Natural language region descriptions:

"""

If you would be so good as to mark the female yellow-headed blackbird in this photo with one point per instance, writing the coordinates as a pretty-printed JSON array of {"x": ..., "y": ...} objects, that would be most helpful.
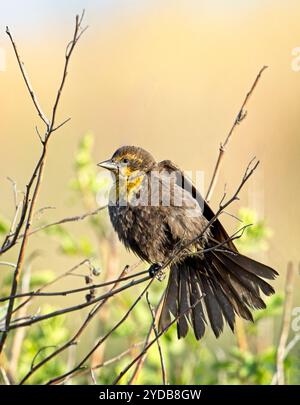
[{"x": 155, "y": 211}]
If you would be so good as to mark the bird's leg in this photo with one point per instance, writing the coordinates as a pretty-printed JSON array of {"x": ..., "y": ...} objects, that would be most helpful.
[{"x": 154, "y": 269}]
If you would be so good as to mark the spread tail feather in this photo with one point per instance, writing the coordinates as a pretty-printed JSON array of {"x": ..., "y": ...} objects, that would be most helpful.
[{"x": 218, "y": 287}]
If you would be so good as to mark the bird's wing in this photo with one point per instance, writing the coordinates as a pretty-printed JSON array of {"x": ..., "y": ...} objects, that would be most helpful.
[{"x": 217, "y": 230}]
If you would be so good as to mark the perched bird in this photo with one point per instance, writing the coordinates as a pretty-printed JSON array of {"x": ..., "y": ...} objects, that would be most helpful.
[{"x": 160, "y": 216}]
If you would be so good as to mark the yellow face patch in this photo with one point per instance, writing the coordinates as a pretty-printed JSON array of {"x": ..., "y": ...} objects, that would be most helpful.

"""

• [Exercise aim] Retype the records exactly. Any image in them should not appear in what you write.

• [Answer area]
If you would be so good as to mark the female yellow-headed blackbird in this photo with one point per instance, writing the coordinates as a pretty-printed JSON array of {"x": ..., "y": ...} objects, that would be most helpful.
[{"x": 155, "y": 211}]
If you would be so good as to mark the bird's leg in this photo with one point per instance, writing the coordinates as a pretty-printed JSON array of {"x": ..., "y": ...} objects, that would be most helpful.
[{"x": 154, "y": 269}]
If you would be so good as to mark the spread tail feather in this photo with one point per instance, writing the coordinates as a pretty-printed JSON array of {"x": ..., "y": ...} objects, that would be most helpful.
[{"x": 218, "y": 287}]
If you would be so good as to mark the bird's wing in this photo with one point per instance, writing the coordinates as a pretty-printed JSON array of {"x": ..., "y": ...} objects, that would be most helpful.
[{"x": 217, "y": 230}]
If you would be so good as to mark the perched bird in this photo with one point per instance, writing the coordinates as a pretty-printed JSON array of {"x": ..., "y": ...} objects, that would be most helpful.
[{"x": 160, "y": 216}]
If you would be so good as to mark the yellow face patch in this photo with one point per instance, writing the coordinates as a pretty-printed JSON array of {"x": ..., "y": ...} objects, that would be most helpful.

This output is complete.